AIM: Return every line that contains the word "chimney", copying each one in full.
··· RECORDS SHOWN ···
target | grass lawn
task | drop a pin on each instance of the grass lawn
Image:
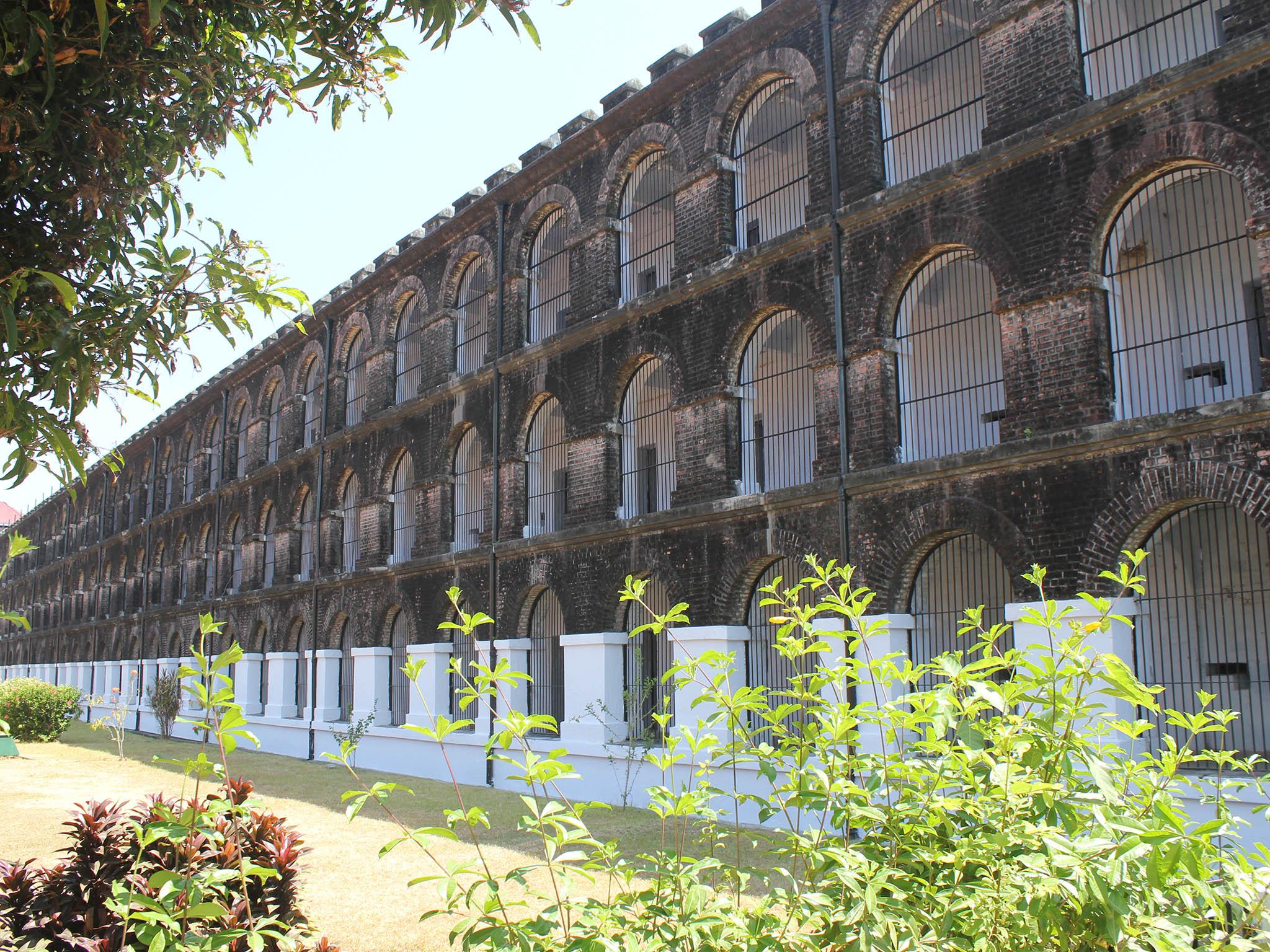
(357, 899)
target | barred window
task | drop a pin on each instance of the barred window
(403, 509)
(933, 108)
(473, 323)
(1204, 622)
(470, 475)
(1123, 43)
(408, 355)
(546, 659)
(647, 226)
(1184, 298)
(778, 410)
(963, 571)
(648, 442)
(770, 150)
(647, 660)
(546, 475)
(549, 277)
(948, 358)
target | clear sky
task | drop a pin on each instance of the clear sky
(324, 203)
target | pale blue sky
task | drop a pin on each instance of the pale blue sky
(324, 203)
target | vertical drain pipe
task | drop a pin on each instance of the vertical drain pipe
(836, 245)
(495, 438)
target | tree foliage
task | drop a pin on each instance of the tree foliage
(106, 108)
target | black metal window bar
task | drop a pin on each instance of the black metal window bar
(1184, 298)
(647, 660)
(355, 381)
(546, 475)
(770, 150)
(1123, 43)
(778, 408)
(403, 509)
(408, 352)
(399, 685)
(470, 477)
(546, 659)
(963, 571)
(646, 226)
(648, 441)
(549, 277)
(933, 108)
(352, 527)
(1204, 622)
(948, 358)
(473, 320)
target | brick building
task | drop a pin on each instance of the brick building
(1010, 280)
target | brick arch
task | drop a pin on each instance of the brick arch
(1157, 493)
(913, 537)
(757, 70)
(647, 139)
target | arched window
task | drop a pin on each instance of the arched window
(546, 475)
(271, 547)
(770, 150)
(403, 509)
(473, 319)
(648, 658)
(546, 659)
(470, 474)
(399, 685)
(1123, 43)
(648, 441)
(1184, 298)
(948, 358)
(647, 226)
(549, 277)
(933, 107)
(961, 573)
(313, 412)
(778, 412)
(355, 380)
(352, 526)
(408, 355)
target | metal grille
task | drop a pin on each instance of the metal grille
(961, 573)
(778, 410)
(403, 509)
(1204, 622)
(546, 478)
(473, 327)
(770, 149)
(549, 277)
(933, 108)
(1123, 43)
(408, 355)
(470, 472)
(648, 441)
(948, 358)
(647, 226)
(647, 660)
(1183, 295)
(546, 659)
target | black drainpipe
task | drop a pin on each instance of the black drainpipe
(836, 247)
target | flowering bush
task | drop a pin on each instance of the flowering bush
(37, 710)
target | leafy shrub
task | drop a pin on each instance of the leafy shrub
(995, 814)
(37, 710)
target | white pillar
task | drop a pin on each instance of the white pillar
(281, 696)
(371, 674)
(595, 708)
(247, 683)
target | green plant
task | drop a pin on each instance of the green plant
(37, 710)
(997, 814)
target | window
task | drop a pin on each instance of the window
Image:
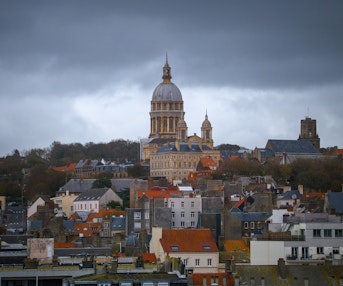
(327, 233)
(320, 250)
(304, 252)
(294, 252)
(316, 233)
(137, 215)
(174, 247)
(338, 233)
(137, 225)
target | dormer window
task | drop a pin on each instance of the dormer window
(206, 247)
(174, 247)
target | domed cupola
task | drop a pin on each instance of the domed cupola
(166, 107)
(206, 131)
(166, 90)
(181, 130)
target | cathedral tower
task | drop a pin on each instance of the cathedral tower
(206, 132)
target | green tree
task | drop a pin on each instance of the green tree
(101, 183)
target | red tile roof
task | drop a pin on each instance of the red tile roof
(198, 279)
(64, 245)
(157, 193)
(105, 214)
(67, 168)
(149, 257)
(188, 240)
(236, 245)
(208, 162)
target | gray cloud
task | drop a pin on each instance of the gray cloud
(263, 63)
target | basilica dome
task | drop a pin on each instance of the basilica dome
(166, 92)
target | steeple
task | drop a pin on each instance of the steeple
(166, 72)
(206, 131)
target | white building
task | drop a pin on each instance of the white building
(185, 211)
(312, 237)
(94, 199)
(195, 247)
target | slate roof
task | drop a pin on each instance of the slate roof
(251, 216)
(184, 147)
(87, 162)
(118, 223)
(266, 153)
(336, 201)
(120, 184)
(83, 251)
(291, 195)
(91, 195)
(76, 185)
(158, 193)
(292, 146)
(178, 240)
(80, 185)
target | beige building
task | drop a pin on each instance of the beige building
(64, 204)
(41, 249)
(199, 254)
(171, 152)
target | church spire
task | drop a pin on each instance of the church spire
(166, 71)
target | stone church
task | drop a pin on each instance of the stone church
(169, 150)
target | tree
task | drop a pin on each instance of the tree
(113, 204)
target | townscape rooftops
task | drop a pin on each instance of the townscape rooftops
(178, 240)
(291, 195)
(184, 147)
(292, 146)
(251, 216)
(336, 201)
(91, 194)
(161, 193)
(80, 185)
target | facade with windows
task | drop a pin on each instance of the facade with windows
(171, 152)
(314, 238)
(185, 211)
(199, 254)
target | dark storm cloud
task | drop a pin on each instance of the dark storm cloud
(56, 56)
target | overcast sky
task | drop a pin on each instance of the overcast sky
(84, 71)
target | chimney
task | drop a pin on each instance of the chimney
(282, 268)
(301, 189)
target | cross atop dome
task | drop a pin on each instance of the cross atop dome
(166, 72)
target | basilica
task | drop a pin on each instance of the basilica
(171, 153)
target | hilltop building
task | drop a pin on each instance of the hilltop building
(171, 152)
(308, 131)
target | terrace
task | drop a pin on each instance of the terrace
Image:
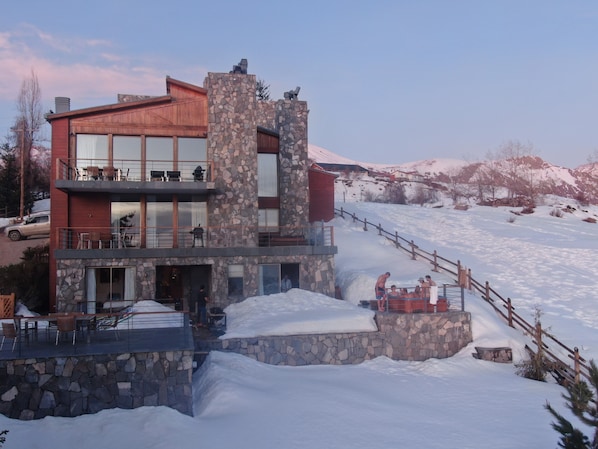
···
TASK SOLUTION:
target | chimney
task | drop a pin on each instance of the chimney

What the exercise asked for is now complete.